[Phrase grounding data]
┄┄┄┄┄┄┄┄┄┄┄┄┄┄┄┄┄┄┄┄

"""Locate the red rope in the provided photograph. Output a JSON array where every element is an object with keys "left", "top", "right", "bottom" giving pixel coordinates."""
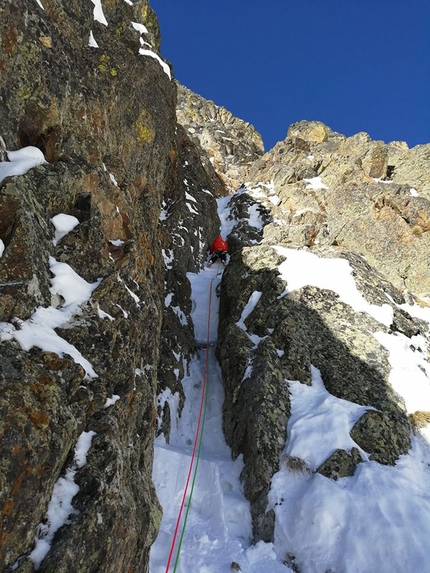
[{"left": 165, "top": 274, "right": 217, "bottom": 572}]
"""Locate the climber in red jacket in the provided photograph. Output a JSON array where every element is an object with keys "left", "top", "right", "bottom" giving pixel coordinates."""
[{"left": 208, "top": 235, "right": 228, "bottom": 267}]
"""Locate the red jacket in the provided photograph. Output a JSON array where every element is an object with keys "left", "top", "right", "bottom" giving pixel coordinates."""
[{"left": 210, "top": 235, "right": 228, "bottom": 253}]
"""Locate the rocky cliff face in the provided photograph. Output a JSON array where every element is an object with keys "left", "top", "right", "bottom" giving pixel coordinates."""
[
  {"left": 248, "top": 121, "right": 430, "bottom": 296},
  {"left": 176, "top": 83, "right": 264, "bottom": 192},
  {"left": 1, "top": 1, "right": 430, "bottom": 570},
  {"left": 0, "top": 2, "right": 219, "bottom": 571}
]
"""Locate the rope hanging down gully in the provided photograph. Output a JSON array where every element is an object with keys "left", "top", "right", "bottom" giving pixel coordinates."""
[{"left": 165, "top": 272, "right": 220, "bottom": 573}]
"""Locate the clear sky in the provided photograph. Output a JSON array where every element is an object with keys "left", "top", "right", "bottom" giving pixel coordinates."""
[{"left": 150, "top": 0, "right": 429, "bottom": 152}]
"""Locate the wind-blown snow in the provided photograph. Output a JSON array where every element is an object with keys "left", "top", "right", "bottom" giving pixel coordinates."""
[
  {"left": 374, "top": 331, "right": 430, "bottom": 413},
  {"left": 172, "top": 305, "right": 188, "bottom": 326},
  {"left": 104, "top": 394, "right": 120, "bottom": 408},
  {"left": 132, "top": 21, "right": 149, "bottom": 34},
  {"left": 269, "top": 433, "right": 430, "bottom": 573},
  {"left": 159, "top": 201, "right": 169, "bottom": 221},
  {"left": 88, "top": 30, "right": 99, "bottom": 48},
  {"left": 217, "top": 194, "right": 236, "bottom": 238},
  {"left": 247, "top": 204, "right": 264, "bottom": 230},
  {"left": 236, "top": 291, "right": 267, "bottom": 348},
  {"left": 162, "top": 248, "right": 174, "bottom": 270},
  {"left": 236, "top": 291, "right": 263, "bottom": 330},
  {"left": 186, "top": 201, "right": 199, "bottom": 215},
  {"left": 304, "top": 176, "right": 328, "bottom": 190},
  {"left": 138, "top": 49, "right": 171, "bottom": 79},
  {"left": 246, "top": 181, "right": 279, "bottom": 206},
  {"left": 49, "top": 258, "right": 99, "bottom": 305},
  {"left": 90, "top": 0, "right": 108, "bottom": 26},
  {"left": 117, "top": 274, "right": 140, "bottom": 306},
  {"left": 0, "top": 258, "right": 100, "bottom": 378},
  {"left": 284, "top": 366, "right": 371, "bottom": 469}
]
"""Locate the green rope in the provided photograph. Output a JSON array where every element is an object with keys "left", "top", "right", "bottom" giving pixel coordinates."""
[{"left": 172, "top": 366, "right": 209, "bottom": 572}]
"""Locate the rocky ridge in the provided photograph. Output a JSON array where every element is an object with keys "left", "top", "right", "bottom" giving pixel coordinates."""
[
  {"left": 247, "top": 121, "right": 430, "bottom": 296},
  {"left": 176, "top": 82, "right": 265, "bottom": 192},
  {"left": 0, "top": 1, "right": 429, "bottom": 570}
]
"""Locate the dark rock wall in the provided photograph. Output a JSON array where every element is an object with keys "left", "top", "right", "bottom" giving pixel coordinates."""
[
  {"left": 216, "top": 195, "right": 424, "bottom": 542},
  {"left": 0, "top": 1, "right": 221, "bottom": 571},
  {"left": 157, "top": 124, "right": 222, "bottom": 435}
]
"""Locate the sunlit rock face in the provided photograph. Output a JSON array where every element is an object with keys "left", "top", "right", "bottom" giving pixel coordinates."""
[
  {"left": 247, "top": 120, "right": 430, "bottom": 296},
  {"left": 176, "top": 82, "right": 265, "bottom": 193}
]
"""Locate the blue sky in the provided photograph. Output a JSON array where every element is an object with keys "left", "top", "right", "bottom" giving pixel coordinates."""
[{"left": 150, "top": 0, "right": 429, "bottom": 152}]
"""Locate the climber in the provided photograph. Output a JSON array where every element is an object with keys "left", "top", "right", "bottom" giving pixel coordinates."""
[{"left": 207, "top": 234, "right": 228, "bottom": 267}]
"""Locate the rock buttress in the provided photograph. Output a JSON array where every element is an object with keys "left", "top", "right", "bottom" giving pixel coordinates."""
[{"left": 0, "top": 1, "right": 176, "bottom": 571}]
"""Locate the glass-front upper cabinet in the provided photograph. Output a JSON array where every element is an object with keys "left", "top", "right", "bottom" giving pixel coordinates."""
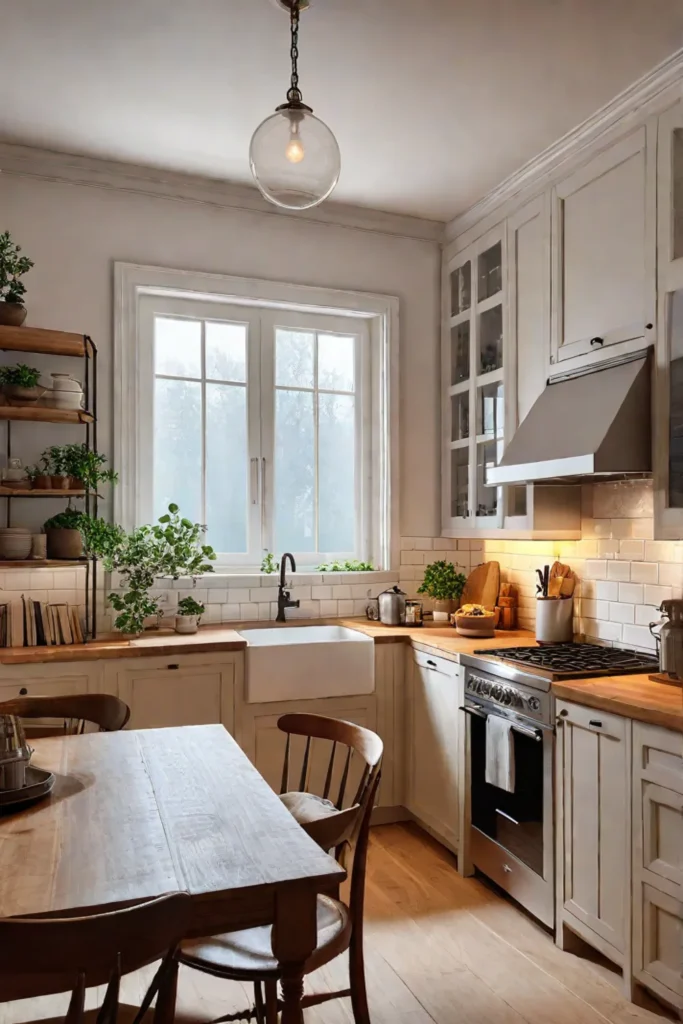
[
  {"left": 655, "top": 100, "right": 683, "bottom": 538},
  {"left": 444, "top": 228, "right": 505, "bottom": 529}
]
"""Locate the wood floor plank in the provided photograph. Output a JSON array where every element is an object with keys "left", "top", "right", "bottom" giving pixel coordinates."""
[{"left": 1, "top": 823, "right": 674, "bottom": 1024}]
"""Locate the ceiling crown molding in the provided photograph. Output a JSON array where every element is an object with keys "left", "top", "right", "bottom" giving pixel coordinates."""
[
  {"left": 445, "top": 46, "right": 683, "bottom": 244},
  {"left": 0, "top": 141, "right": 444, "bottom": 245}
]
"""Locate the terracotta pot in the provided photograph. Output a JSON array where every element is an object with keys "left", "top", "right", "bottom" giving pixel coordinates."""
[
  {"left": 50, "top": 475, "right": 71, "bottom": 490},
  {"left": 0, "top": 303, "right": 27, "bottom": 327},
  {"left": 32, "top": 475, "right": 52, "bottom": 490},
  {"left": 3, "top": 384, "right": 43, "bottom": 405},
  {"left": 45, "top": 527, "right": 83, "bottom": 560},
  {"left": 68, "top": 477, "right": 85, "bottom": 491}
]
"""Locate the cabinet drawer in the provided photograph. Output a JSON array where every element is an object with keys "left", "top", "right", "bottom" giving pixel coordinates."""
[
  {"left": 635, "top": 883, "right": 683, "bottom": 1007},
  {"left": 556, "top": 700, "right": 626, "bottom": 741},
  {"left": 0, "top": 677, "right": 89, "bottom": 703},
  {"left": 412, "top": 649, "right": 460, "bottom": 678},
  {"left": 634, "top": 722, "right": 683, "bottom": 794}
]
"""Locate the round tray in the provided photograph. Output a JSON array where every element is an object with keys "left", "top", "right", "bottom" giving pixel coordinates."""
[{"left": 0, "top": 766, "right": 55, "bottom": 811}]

┄┄┄┄┄┄┄┄┄┄┄┄┄┄┄┄┄┄┄┄

• TASK STATEMENT: Transcribe all of the data above exactly; no picture belongs in the copy.

• OUTPUT OF THE TASK:
"""Locate the red rope in the provided photograph. Output a JSON array where every element is an object with keys "left", "top", "right", "bottom" giving pixel coordinates."""
[{"left": 165, "top": 274, "right": 217, "bottom": 572}]
"""Locate the climber in red jacket in the provided photograph. Output a JSON array where every element is an object with keys "left", "top", "right", "bottom" giving pixel coordinates."""
[{"left": 208, "top": 235, "right": 228, "bottom": 267}]
"""Locate the red jacket in the provided photograph. Output a JSON array where every element is an object with keys "left", "top", "right", "bottom" giving pixel coordinates."""
[{"left": 210, "top": 235, "right": 228, "bottom": 253}]
"""Locate the rocky cliff face in the provided photograph. Output a JSON array where every element is an object with keys "left", "top", "right", "bottom" giving pixel coordinates."""
[
  {"left": 248, "top": 121, "right": 430, "bottom": 296},
  {"left": 176, "top": 83, "right": 264, "bottom": 192},
  {"left": 1, "top": 1, "right": 430, "bottom": 570},
  {"left": 0, "top": 2, "right": 219, "bottom": 571}
]
"""Locate the rope hanging down gully in the provided photograph. Output a JSON array where every element is an object with keys "left", "top", "right", "bottom" giving pixel coordinates."""
[{"left": 165, "top": 272, "right": 220, "bottom": 573}]
"""Locate the clear sky in the provided photograph. Output a JSON array where every element is an object with keys "left", "top", "right", "bottom" giving pixel coordinates."""
[{"left": 150, "top": 0, "right": 429, "bottom": 152}]
"""Locate the wind-blown snow in the provided photograph. Output a JSON array where every element is an object with keys "left", "top", "right", "bottom" giving pixel coordinates."""
[
  {"left": 374, "top": 331, "right": 430, "bottom": 413},
  {"left": 172, "top": 305, "right": 188, "bottom": 326},
  {"left": 104, "top": 394, "right": 120, "bottom": 408},
  {"left": 132, "top": 21, "right": 149, "bottom": 34},
  {"left": 269, "top": 433, "right": 430, "bottom": 573},
  {"left": 159, "top": 201, "right": 169, "bottom": 221},
  {"left": 88, "top": 30, "right": 99, "bottom": 48},
  {"left": 217, "top": 194, "right": 236, "bottom": 238},
  {"left": 247, "top": 204, "right": 264, "bottom": 230},
  {"left": 236, "top": 291, "right": 267, "bottom": 348},
  {"left": 162, "top": 248, "right": 174, "bottom": 270},
  {"left": 236, "top": 291, "right": 263, "bottom": 330},
  {"left": 186, "top": 201, "right": 199, "bottom": 215},
  {"left": 304, "top": 176, "right": 328, "bottom": 190},
  {"left": 138, "top": 49, "right": 171, "bottom": 79},
  {"left": 246, "top": 181, "right": 279, "bottom": 206},
  {"left": 49, "top": 258, "right": 99, "bottom": 305},
  {"left": 90, "top": 0, "right": 108, "bottom": 26},
  {"left": 117, "top": 274, "right": 140, "bottom": 306},
  {"left": 0, "top": 258, "right": 100, "bottom": 378},
  {"left": 284, "top": 366, "right": 371, "bottom": 469}
]
"""Locate the green rope in the provided photograph. Output a JSON array where every element is an object with keys "left", "top", "right", "bottom" giving pixel coordinates."""
[{"left": 172, "top": 366, "right": 209, "bottom": 572}]
"""Locate the rocky ridge in the provided photograph. Output a JSON array where every element is an object with keys "left", "top", "right", "bottom" giving pixel coordinates."""
[
  {"left": 247, "top": 121, "right": 430, "bottom": 296},
  {"left": 176, "top": 82, "right": 265, "bottom": 192},
  {"left": 0, "top": 1, "right": 429, "bottom": 570}
]
"""Locate the dark rock wall in the provided photograph. Output a JSON array where every element is an object with keys "left", "top", "right", "bottom" giving pixel coordinates."""
[
  {"left": 216, "top": 195, "right": 424, "bottom": 542},
  {"left": 0, "top": 1, "right": 221, "bottom": 571},
  {"left": 157, "top": 124, "right": 222, "bottom": 435}
]
"""Locate the sunlit rock face in the provided photograph. Output a JSON array where every element is an object with keys "left", "top", "right", "bottom" giving pixel coordinates."""
[
  {"left": 247, "top": 120, "right": 430, "bottom": 296},
  {"left": 176, "top": 82, "right": 265, "bottom": 193}
]
"""Locate the blue sky in the provided photograph. Output a JSON array where every element is an object with keys "left", "top", "right", "bottom" giving pixel coordinates."""
[{"left": 150, "top": 0, "right": 429, "bottom": 152}]
"""Locate the climber in the provided photograph. Output a JSON array where every element is an object with keys "left", "top", "right", "bottom" giving pixel coordinates."""
[{"left": 207, "top": 234, "right": 228, "bottom": 267}]
"""Locate the rock buttress in the provided photograph. Output a JSON array where every element is an object with keys "left", "top", "right", "bottom" giving pixel coordinates."""
[{"left": 0, "top": 1, "right": 176, "bottom": 571}]
"""Locate the glass-front upper cabinet in the provided photograph. Output a JSON array where every element is an object with keys "left", "top", "right", "bottom" giving pixel coordinates."""
[
  {"left": 655, "top": 100, "right": 683, "bottom": 538},
  {"left": 444, "top": 228, "right": 505, "bottom": 529}
]
"""Locate the wood floor plank in the provided photograph. Output a JSON array where every element is an object with keys "left", "top", "right", "bottom" giving pixel coordinates."""
[{"left": 1, "top": 823, "right": 674, "bottom": 1024}]
"""Locate the ceiling crown molding in the provided photograph. Output a JSON array where every element is an object with keys "left", "top", "right", "bottom" giving pixel coordinates."""
[
  {"left": 445, "top": 46, "right": 683, "bottom": 244},
  {"left": 0, "top": 141, "right": 444, "bottom": 245}
]
"""Locate the terracotta pot in the provided photograph. Output a JSON array where every element is an object with keys "left", "top", "right", "bottom" giving pixel coordinates."""
[
  {"left": 50, "top": 475, "right": 71, "bottom": 490},
  {"left": 0, "top": 303, "right": 27, "bottom": 327},
  {"left": 32, "top": 475, "right": 52, "bottom": 490},
  {"left": 3, "top": 384, "right": 43, "bottom": 405},
  {"left": 45, "top": 527, "right": 83, "bottom": 560},
  {"left": 68, "top": 477, "right": 85, "bottom": 491}
]
"""Locate the cabinet drawer in the provided photograph. Output a JSON array where every element is an object with keys "left", "top", "right", "bottom" giving pixel coordinates."""
[
  {"left": 635, "top": 883, "right": 683, "bottom": 1007},
  {"left": 556, "top": 700, "right": 626, "bottom": 741},
  {"left": 0, "top": 677, "right": 89, "bottom": 703},
  {"left": 412, "top": 649, "right": 460, "bottom": 678},
  {"left": 634, "top": 722, "right": 683, "bottom": 794}
]
"""Locate the round tray in the provided photograph. Output a JSON array where every element is an object with keys "left", "top", "right", "bottom" giving pixel coordinates."""
[{"left": 0, "top": 766, "right": 55, "bottom": 811}]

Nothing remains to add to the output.